■ Problem ■
Up to and including the line with "Ground man's fingers", please reproduce the lines below exactly, beginning with the first.

= = = =

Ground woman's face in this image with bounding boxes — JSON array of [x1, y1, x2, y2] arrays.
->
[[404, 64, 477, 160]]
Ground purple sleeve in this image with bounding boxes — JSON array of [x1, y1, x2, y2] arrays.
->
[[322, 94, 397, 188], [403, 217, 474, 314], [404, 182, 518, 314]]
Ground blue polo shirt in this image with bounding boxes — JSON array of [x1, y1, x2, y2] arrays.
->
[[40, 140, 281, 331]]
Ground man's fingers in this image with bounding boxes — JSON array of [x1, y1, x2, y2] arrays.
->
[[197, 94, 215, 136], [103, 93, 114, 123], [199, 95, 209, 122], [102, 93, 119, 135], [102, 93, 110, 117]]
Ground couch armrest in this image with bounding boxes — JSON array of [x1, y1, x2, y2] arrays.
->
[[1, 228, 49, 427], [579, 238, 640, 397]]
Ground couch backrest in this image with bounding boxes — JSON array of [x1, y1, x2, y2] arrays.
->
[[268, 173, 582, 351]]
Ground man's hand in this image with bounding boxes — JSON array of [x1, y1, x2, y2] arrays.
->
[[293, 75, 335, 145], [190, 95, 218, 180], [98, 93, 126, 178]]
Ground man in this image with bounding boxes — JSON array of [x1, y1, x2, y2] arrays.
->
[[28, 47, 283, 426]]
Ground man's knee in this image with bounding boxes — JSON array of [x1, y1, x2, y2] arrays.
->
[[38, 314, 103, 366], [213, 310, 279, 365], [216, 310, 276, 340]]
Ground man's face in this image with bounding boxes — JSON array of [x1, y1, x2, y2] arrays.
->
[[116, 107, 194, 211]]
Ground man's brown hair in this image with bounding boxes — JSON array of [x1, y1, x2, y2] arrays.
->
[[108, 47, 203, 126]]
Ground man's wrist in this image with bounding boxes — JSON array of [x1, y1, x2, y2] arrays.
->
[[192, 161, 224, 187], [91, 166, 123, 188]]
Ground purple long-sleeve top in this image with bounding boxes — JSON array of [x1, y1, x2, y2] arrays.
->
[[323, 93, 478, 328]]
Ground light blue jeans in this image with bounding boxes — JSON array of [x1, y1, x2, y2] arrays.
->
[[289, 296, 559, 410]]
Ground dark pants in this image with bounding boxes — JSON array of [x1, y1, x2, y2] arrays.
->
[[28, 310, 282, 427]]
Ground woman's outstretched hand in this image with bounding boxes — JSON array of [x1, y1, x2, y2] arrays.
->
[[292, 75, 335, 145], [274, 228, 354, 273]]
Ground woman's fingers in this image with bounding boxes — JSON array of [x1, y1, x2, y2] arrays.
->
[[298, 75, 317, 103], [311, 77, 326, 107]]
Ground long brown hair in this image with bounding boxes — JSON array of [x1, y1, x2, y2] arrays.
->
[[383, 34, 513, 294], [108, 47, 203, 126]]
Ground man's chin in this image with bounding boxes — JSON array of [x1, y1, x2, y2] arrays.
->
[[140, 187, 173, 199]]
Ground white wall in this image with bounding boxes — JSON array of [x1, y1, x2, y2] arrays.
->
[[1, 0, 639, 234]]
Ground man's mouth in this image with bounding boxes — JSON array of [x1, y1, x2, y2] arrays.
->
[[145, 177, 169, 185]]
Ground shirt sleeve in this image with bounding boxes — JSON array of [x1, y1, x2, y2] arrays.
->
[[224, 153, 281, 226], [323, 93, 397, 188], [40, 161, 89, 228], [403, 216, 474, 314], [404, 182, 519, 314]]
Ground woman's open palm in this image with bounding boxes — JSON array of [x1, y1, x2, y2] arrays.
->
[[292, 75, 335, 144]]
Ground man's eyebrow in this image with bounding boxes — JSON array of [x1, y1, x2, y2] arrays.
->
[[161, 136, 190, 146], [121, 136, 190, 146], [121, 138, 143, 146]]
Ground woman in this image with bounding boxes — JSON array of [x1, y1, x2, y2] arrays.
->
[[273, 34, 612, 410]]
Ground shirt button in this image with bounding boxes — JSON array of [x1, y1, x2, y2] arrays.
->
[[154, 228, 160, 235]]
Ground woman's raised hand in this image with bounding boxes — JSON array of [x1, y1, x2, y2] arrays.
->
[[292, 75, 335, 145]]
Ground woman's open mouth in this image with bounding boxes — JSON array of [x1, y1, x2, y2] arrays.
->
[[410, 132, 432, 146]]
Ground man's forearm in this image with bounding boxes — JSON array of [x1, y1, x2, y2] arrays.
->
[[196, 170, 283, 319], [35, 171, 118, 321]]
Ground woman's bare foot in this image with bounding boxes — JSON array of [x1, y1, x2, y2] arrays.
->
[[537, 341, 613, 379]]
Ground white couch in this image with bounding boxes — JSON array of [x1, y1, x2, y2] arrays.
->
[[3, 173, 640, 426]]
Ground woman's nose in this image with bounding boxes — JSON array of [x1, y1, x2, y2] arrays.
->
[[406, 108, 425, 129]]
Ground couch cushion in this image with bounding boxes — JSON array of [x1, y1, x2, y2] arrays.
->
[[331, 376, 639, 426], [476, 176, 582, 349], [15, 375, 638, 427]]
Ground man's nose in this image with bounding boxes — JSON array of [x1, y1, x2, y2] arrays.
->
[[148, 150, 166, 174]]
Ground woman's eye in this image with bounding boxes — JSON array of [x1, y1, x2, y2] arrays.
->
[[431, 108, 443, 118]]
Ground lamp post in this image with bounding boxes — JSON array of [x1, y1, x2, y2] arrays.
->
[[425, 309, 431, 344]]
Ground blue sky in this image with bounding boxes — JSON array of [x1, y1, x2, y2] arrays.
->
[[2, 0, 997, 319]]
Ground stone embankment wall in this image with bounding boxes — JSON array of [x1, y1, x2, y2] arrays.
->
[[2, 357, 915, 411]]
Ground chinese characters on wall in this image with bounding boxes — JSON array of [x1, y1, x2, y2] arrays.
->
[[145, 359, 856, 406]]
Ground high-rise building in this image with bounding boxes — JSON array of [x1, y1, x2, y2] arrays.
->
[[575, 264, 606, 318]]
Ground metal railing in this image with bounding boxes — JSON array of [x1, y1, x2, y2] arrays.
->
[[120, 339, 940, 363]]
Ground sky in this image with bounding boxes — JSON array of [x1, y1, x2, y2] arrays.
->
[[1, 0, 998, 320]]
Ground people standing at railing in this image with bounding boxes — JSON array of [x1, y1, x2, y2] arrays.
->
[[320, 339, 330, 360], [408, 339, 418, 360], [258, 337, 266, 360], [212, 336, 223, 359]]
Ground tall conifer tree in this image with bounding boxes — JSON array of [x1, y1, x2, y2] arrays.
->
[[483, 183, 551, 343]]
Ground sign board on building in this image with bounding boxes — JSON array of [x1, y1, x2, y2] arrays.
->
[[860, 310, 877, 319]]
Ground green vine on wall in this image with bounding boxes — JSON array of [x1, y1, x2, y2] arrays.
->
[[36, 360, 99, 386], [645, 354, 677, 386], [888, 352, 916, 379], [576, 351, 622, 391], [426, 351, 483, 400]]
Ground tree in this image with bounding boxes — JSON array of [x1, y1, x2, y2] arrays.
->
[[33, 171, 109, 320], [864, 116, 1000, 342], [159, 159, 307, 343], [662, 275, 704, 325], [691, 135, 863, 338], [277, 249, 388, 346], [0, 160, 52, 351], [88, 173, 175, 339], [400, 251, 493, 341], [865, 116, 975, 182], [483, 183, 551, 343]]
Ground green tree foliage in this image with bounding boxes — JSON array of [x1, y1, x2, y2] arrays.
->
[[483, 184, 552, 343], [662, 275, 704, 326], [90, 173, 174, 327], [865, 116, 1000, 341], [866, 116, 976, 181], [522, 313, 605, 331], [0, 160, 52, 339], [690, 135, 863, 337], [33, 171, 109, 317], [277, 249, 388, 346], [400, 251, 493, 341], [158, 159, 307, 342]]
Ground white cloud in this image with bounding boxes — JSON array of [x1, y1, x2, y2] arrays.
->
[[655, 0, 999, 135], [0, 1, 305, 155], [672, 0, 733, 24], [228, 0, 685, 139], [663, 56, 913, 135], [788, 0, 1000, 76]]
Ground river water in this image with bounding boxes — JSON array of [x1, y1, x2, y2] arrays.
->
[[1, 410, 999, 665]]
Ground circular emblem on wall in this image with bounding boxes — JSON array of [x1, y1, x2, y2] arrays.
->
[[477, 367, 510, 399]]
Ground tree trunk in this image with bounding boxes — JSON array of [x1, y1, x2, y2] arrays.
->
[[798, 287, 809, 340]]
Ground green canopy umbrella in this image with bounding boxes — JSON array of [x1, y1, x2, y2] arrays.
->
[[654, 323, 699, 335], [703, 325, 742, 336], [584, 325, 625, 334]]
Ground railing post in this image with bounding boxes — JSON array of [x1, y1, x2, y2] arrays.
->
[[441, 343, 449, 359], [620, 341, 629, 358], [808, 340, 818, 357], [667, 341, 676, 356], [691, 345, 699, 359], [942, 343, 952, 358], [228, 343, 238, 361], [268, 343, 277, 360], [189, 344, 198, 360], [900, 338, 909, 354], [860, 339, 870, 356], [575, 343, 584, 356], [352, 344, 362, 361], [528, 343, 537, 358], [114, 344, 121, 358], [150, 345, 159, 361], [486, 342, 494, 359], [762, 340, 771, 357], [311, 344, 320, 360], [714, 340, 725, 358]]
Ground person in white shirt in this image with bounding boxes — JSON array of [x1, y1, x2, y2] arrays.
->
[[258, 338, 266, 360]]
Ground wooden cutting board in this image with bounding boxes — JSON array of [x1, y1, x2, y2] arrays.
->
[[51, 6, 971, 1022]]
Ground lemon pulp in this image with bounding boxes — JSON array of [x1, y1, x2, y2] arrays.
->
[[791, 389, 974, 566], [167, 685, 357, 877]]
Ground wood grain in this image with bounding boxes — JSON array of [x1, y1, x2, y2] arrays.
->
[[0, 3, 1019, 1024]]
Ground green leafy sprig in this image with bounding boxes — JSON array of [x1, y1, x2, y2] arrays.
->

= = = =

■ Expected answer ■
Ground woman's face in this image with bounding boxes — JSON array of [x1, y1, x2, y2] arrays.
->
[[404, 64, 477, 160]]
Ground purple sleeve in this image with bounding boxes — JSON array of [x1, y1, x2, y2] arrays.
->
[[322, 94, 397, 188], [403, 217, 474, 314], [404, 182, 518, 314]]
Ground blue polo shirt in this image with bounding boxes — JSON array of [x1, y1, x2, y2] arrays.
->
[[40, 140, 281, 331]]
Ground man's fingers in this image with bounding boxes — JSON array of [x1, y1, x2, y2] arrays.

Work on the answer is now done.